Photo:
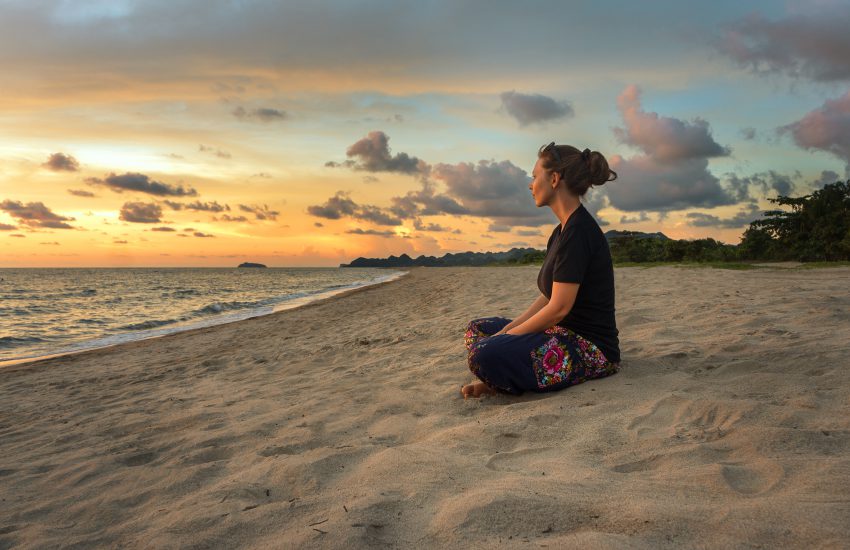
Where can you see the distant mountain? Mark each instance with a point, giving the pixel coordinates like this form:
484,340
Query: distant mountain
448,260
614,234
512,256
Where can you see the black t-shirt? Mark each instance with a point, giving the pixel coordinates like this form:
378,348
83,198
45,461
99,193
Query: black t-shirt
580,255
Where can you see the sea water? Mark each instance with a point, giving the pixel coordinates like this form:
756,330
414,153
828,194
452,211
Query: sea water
45,311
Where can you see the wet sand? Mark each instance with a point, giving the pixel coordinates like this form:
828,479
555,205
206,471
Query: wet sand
340,424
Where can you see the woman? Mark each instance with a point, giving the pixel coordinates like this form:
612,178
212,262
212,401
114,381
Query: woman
569,334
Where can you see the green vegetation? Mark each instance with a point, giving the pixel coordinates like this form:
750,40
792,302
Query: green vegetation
815,230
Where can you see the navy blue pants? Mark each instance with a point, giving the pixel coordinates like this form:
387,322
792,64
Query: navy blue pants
538,362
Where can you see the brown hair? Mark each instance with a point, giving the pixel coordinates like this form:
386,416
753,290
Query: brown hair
580,170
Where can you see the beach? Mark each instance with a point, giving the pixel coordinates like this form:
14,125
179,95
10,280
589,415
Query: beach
340,425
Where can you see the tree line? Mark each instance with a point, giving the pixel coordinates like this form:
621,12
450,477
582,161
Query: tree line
815,228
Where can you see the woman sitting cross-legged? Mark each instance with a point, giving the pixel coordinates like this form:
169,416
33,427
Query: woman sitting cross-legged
569,334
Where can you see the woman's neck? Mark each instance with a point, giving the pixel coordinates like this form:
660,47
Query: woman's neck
564,208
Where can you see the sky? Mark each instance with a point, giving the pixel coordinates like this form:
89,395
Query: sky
212,132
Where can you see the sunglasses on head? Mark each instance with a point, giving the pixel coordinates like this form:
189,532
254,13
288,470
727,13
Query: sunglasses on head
554,150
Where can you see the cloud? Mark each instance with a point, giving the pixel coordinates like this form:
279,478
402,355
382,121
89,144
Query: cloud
261,212
643,217
826,177
664,138
262,114
426,202
490,189
741,219
372,154
767,183
213,151
421,226
35,214
534,108
143,184
60,162
341,205
139,212
827,128
228,218
673,171
198,206
814,46
359,231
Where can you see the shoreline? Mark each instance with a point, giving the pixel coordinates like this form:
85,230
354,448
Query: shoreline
155,334
341,425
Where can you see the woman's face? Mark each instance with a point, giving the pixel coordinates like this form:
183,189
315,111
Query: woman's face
541,185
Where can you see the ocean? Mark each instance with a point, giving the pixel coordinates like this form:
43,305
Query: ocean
46,311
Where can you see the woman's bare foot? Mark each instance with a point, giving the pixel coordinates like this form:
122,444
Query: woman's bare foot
476,389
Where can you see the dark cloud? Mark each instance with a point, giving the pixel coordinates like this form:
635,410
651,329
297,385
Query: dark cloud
341,205
372,154
643,217
814,46
826,177
767,183
673,171
60,162
826,128
261,212
262,114
35,214
534,108
213,151
198,206
143,184
426,202
741,219
140,212
664,138
359,231
489,189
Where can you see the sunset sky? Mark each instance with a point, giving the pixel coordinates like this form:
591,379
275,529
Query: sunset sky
211,132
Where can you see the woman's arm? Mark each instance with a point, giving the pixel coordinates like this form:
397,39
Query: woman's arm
536,306
563,298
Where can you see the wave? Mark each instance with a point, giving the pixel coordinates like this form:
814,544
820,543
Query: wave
13,341
147,324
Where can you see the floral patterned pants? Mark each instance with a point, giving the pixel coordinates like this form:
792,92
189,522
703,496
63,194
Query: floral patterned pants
539,362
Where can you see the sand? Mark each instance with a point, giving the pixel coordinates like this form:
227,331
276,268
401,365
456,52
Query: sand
341,425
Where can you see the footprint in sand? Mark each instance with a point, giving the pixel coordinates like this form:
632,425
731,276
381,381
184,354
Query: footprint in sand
752,477
687,420
520,460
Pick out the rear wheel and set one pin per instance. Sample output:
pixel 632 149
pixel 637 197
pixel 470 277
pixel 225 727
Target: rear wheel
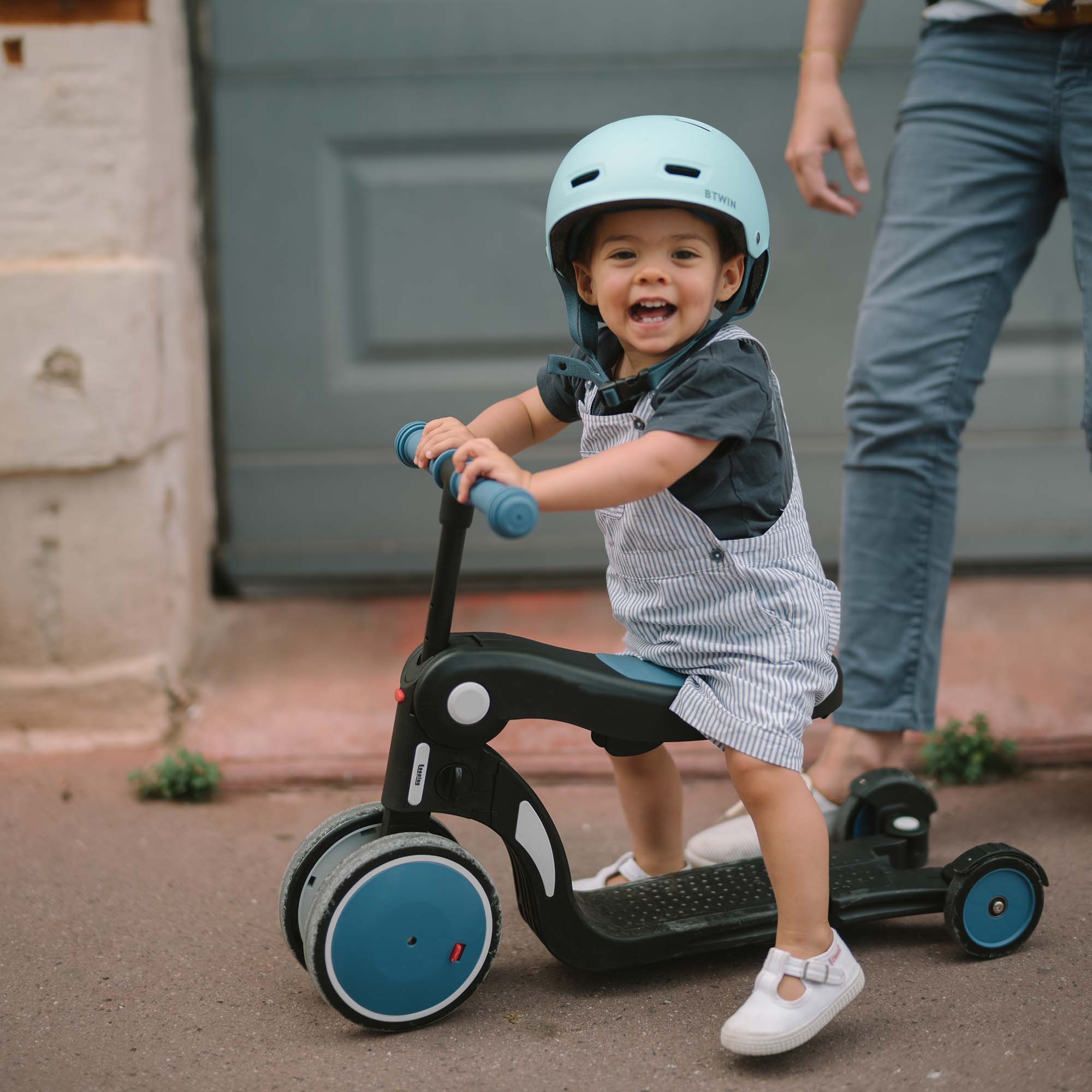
pixel 993 909
pixel 327 847
pixel 402 932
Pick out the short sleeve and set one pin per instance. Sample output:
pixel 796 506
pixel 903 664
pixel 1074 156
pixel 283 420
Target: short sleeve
pixel 722 394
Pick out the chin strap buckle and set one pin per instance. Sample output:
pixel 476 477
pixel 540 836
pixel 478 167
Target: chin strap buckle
pixel 623 393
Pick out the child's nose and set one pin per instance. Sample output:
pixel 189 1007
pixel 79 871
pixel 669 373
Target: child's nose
pixel 652 275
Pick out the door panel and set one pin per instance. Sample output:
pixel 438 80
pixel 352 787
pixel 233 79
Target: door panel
pixel 383 172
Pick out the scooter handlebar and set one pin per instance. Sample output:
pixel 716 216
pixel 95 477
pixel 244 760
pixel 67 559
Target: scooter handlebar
pixel 512 512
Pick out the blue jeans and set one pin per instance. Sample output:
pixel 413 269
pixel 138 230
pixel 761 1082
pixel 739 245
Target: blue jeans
pixel 995 128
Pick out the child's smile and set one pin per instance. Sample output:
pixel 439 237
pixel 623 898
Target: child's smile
pixel 655 275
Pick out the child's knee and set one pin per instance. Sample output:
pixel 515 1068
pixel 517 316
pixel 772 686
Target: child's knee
pixel 752 775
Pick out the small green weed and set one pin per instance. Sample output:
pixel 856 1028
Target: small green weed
pixel 185 776
pixel 959 755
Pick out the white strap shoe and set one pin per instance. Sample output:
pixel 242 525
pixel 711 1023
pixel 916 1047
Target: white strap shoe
pixel 734 838
pixel 767 1024
pixel 625 867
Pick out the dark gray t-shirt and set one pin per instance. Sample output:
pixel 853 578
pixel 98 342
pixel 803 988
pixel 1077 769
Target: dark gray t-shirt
pixel 723 393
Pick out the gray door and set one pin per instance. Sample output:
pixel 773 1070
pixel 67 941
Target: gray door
pixel 383 169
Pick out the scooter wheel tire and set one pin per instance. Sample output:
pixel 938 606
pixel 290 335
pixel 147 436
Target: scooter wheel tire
pixel 992 910
pixel 328 846
pixel 402 932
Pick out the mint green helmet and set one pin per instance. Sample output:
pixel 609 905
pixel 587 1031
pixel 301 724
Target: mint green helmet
pixel 648 161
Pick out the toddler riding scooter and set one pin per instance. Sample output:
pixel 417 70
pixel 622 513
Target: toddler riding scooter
pixel 398 924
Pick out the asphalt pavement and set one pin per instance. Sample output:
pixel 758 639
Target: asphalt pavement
pixel 140 951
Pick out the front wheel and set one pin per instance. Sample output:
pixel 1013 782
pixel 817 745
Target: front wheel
pixel 993 909
pixel 402 932
pixel 327 847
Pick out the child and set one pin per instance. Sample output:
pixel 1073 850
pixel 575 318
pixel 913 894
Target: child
pixel 651 223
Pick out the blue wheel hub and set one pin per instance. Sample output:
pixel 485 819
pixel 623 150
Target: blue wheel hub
pixel 999 908
pixel 409 939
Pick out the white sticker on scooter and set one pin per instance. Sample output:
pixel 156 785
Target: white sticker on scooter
pixel 418 778
pixel 531 835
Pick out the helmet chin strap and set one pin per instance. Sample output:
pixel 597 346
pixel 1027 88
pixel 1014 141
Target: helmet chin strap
pixel 585 328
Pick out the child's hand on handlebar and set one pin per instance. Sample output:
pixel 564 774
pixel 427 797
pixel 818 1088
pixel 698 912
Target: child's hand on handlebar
pixel 482 458
pixel 440 436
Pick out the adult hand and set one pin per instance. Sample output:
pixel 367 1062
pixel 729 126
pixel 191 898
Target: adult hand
pixel 440 436
pixel 483 459
pixel 823 124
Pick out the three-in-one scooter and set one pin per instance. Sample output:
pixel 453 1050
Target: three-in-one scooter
pixel 398 924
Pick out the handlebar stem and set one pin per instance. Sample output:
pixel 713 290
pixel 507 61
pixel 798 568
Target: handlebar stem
pixel 455 520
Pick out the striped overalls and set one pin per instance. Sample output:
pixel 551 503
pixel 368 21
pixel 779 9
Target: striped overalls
pixel 753 623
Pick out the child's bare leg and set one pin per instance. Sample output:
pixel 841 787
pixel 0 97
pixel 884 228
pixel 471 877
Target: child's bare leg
pixel 797 852
pixel 651 794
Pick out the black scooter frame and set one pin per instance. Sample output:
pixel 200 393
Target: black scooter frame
pixel 437 765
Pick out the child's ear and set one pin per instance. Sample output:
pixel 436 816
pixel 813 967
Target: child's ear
pixel 585 287
pixel 732 276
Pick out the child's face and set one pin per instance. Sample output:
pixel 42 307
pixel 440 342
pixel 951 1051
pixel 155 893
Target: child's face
pixel 655 276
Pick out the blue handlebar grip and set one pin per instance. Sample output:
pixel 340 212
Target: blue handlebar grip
pixel 512 512
pixel 406 443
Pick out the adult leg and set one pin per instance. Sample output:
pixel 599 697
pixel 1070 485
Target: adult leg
pixel 1075 139
pixel 972 185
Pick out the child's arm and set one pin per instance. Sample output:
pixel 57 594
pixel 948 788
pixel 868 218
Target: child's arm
pixel 513 425
pixel 630 472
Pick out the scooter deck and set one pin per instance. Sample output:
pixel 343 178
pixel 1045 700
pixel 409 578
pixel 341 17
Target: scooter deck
pixel 735 901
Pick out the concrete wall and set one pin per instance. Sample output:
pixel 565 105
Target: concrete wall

◆ HOW TO COMPLETE THIS TASK
Filter the entries by the string "concrete" and copy each matching line.

◆ ANSWER SPACE
Pick out the concrete wall and set one pin per instance. Sample output:
Target: concrete wall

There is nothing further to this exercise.